By Yvonne Tevis. Patient data – it’s a gold mine for health research. Without patient data, researchers can’t analyze conditions, explore treatment efficacy, consider new models of personalized care…
And in today’s fast-paced and competitive world of health research, researchers and institutions have to jump quickly and explore emerging hypotheses. They would love to have the wealth of a full clinical record at their fingertips. But how can they get that data – and still protect the privacy of patients?
Rick Larsen, UCSF director of research informatics, said privacy is both paramount and a barrier. At UC, researchers must seek approval from the campus’s Institutional Review Board (IRB) to use patient data. While important, that review can delay the research and greatly limit access to the data. He said “the general rule is that they get the minimum data necessary to do their research.”
A cross-departmental team at UCSF wanted to give researchers access to more clinical data and faster, while also protecting patient privacy. And so the UCSF De-Identified Clinical Data Warehouse (CDW) was born. With support and participation from UCSF’s Institute for Computational Health Sciences and Clinical and Translational Science Institute, IT department, and privacy office, the team has developed a unique process to de-identify the entire patient record and make that full record – not just limited elements – available to research.

> [DATA SUPPLIED]
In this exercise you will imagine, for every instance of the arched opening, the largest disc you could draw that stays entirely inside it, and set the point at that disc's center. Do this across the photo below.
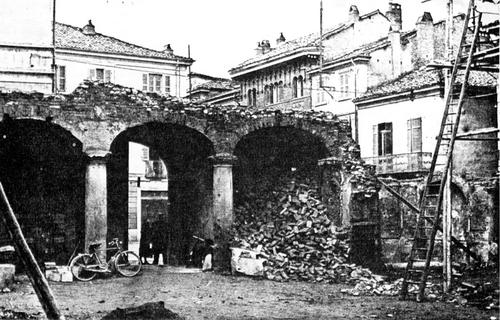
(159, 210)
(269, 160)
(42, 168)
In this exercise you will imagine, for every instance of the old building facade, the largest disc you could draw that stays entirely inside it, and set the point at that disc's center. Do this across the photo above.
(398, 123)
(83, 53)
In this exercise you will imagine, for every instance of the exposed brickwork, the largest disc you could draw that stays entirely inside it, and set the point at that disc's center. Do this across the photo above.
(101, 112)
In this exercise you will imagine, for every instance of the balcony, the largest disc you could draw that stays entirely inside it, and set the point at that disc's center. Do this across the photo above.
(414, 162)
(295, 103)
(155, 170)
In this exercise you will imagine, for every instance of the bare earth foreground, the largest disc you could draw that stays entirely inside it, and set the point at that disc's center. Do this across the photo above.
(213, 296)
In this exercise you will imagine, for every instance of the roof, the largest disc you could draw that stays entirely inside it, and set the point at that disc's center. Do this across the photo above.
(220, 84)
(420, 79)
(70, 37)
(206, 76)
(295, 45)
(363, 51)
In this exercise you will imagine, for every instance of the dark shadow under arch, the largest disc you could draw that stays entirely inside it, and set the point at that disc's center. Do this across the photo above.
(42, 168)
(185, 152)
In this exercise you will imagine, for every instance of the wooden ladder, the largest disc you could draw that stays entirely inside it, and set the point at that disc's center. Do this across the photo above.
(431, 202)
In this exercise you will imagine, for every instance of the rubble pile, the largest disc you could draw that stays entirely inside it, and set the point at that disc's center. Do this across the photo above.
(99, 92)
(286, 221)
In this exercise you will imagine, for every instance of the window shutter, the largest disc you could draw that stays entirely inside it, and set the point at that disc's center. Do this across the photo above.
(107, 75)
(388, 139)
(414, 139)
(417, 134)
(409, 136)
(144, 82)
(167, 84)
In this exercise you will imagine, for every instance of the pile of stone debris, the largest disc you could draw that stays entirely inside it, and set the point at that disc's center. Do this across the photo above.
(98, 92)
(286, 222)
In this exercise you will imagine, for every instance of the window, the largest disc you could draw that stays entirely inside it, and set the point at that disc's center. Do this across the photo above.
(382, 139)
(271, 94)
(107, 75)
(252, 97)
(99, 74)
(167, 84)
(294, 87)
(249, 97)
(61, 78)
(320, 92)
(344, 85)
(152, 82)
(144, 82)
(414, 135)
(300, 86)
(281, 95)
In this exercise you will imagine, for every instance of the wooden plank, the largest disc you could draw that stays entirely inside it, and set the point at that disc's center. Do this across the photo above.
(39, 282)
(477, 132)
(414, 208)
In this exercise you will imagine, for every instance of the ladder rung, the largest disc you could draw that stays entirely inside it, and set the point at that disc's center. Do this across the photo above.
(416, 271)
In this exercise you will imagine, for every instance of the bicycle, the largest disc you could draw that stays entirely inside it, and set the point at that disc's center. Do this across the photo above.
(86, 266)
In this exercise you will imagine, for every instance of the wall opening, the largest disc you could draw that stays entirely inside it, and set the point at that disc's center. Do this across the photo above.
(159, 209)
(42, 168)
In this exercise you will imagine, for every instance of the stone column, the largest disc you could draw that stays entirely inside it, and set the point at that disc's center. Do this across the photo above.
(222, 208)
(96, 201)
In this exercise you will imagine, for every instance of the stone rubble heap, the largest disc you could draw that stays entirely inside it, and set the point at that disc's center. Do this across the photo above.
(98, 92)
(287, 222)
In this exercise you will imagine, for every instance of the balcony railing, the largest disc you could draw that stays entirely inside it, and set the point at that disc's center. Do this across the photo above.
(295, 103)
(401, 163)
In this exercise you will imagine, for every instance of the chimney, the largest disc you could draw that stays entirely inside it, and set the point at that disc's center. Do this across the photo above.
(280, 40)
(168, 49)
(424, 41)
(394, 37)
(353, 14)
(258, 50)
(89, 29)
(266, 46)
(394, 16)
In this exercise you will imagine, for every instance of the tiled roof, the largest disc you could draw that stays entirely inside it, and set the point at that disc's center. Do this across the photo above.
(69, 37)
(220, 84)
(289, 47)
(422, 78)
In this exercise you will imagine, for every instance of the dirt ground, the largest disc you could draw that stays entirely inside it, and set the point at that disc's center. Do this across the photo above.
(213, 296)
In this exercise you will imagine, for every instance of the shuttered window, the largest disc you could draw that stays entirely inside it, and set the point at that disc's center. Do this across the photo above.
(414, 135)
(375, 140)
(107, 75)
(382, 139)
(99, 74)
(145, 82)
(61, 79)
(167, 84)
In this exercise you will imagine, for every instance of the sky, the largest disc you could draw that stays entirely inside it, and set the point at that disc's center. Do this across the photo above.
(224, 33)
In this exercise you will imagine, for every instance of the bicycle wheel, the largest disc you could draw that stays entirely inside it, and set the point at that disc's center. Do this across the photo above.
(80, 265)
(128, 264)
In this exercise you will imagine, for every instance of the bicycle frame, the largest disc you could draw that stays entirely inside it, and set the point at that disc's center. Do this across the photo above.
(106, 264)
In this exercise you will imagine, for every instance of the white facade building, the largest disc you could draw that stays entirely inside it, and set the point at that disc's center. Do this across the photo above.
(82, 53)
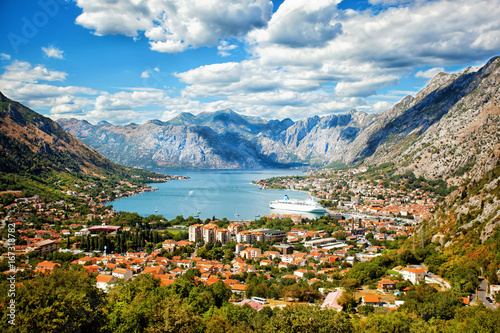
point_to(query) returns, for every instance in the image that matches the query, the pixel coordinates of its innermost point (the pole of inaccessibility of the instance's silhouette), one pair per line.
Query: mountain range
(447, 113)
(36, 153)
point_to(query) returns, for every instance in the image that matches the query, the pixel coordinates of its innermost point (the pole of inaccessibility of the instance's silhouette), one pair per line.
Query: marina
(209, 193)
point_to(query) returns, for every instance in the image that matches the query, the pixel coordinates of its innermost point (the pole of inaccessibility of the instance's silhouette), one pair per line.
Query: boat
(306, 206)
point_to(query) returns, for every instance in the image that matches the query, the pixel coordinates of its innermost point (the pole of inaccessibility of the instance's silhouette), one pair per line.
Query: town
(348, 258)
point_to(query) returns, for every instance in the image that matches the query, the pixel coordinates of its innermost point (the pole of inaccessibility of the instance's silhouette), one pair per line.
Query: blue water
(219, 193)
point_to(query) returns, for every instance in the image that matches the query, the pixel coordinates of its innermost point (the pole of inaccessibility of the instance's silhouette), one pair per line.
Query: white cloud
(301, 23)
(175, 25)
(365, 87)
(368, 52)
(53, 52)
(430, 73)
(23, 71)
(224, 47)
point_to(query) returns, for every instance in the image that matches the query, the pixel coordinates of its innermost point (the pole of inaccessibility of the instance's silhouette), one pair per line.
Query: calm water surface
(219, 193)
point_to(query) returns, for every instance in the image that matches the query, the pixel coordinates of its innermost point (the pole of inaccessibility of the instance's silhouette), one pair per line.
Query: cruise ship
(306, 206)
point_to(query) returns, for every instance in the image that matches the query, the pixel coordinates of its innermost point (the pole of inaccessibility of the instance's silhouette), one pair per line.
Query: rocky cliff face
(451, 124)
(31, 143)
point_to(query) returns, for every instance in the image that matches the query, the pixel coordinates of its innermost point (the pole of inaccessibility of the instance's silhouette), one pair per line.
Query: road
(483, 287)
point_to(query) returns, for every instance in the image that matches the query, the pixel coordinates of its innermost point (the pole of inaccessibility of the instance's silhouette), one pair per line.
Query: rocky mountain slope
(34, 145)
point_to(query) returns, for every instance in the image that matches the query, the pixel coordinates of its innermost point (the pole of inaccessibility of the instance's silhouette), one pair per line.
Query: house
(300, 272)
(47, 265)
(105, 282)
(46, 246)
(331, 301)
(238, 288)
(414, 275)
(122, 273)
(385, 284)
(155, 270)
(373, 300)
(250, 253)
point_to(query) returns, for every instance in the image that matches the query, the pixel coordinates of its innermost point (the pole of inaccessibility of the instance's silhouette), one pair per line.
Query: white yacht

> [PROBLEM REQUIREMENTS]
Copy the part of the clinical data article between "By Yvonne Tevis." and "privacy of patients?", inclusive. Rely only on the article about the de-identified clinical data warehouse, not on the listing.

> [THE COMPLETED TASK]
By Yvonne Tevis. Patient data – it’s a gold mine for health research. Without patient data, researchers can’t analyze conditions, explore treatment efficacy, consider new models of personalized care…
And in today’s fast-paced and competitive world of health research, researchers and institutions have to jump quickly and explore emerging hypotheses. They would love to have the wealth of a full clinical record at their fingertips. But how can they get that data – and still protect the privacy of patients?